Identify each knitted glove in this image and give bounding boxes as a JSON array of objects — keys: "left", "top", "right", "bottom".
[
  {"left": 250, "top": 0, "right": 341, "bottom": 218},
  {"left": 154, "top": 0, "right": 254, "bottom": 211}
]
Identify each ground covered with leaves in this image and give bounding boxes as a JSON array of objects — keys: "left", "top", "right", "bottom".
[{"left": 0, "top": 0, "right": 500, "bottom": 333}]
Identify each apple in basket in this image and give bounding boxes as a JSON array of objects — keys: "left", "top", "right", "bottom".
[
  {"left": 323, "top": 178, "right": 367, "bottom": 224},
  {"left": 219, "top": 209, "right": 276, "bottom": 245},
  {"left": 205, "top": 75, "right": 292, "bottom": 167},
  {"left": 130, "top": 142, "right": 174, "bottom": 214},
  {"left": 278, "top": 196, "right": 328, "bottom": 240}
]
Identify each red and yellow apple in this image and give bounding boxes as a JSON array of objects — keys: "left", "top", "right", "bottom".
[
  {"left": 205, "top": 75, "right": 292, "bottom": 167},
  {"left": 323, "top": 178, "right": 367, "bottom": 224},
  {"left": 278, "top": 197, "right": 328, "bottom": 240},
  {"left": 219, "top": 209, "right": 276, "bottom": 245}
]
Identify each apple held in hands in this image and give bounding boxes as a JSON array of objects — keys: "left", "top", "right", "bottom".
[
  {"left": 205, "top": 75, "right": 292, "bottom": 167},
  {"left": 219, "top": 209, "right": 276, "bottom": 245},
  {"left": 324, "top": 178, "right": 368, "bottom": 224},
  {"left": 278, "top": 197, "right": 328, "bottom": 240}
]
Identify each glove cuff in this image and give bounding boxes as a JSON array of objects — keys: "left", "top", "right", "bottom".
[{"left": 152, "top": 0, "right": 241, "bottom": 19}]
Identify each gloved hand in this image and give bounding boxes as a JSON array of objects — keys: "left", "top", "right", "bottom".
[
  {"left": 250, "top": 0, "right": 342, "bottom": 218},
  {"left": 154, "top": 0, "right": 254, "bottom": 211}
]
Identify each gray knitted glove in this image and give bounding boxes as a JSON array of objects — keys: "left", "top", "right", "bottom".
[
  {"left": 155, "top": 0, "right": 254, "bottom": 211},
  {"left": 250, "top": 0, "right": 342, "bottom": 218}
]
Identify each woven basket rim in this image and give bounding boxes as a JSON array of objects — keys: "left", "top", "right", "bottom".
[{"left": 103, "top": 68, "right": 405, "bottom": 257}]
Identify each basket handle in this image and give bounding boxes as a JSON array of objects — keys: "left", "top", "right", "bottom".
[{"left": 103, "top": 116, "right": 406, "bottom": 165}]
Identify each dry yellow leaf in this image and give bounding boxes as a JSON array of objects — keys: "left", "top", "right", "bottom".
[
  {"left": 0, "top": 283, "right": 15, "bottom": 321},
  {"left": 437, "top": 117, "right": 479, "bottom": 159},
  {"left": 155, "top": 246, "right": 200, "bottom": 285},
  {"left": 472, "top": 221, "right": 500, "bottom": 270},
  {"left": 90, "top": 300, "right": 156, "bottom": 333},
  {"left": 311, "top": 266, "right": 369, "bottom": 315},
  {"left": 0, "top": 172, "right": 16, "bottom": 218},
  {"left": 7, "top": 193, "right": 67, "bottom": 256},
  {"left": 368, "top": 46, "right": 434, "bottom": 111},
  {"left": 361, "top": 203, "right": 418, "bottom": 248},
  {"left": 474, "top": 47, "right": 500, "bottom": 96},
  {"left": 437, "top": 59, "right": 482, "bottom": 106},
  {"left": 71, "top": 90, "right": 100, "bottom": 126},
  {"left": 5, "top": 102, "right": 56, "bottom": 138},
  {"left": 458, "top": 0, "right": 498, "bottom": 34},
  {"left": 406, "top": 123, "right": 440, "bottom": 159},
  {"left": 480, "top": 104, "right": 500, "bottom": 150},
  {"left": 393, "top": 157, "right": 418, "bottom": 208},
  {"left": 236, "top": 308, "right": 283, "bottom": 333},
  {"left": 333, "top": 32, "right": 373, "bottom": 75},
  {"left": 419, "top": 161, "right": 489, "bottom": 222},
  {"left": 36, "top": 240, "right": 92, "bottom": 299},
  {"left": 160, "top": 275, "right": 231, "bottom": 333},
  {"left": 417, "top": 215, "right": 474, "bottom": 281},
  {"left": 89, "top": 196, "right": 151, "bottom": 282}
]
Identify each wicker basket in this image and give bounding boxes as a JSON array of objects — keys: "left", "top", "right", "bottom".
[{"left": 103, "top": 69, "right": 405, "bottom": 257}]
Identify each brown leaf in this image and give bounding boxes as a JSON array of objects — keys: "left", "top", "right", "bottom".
────────────────────
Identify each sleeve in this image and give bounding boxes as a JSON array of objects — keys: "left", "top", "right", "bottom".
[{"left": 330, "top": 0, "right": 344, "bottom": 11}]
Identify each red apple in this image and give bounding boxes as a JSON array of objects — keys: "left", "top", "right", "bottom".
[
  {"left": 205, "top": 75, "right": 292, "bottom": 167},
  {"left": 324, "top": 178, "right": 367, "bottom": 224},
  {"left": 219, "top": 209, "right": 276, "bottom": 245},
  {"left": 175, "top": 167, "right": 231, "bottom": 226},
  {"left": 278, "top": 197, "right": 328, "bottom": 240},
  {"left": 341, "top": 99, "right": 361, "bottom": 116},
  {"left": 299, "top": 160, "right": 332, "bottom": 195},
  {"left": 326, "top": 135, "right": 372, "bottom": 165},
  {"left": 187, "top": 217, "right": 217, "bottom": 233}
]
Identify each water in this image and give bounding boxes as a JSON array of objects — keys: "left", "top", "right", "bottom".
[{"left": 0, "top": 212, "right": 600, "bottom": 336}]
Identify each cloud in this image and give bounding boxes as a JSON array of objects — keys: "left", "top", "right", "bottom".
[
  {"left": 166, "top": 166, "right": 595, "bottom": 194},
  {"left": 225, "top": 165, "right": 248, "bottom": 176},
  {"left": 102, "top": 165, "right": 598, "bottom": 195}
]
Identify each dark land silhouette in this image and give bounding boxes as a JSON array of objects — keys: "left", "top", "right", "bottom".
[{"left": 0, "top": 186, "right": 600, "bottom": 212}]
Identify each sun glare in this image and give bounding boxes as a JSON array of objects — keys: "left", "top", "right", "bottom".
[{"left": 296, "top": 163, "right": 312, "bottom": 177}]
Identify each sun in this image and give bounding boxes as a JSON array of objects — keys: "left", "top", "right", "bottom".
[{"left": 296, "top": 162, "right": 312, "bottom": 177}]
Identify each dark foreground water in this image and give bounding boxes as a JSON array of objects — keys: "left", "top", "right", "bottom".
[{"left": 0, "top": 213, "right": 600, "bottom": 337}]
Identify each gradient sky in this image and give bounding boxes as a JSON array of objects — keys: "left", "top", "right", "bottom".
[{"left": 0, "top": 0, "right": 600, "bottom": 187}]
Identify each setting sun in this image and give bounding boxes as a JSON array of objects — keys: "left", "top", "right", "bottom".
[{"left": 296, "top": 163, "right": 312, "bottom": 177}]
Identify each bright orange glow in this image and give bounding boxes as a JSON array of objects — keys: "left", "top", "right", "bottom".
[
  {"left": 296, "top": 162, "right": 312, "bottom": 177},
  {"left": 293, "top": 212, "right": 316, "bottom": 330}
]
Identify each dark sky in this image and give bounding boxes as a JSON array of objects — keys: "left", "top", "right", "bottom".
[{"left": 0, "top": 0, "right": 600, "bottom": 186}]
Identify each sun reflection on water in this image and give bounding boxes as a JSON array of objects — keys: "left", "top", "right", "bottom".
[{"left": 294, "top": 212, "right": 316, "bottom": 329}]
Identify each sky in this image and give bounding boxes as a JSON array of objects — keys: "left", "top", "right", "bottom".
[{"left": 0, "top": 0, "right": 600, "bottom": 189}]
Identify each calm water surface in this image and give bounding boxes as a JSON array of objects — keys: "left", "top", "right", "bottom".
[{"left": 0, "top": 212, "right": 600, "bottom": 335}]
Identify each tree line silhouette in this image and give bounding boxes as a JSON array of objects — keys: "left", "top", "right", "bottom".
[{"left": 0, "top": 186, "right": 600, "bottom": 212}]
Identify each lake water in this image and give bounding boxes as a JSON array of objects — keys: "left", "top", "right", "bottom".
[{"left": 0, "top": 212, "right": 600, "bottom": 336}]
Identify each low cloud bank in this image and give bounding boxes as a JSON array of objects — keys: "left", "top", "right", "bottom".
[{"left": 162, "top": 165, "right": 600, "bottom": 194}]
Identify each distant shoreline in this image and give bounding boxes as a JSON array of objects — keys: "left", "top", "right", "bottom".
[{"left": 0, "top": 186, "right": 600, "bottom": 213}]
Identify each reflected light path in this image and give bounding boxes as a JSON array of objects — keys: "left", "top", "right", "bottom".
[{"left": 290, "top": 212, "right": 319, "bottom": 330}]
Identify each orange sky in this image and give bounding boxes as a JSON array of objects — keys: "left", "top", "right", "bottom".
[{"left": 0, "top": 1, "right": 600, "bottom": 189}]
────────────────────
Count the lines in the records above that contain the string "leaf". Reply with the number only.

- [Exercise solution] 2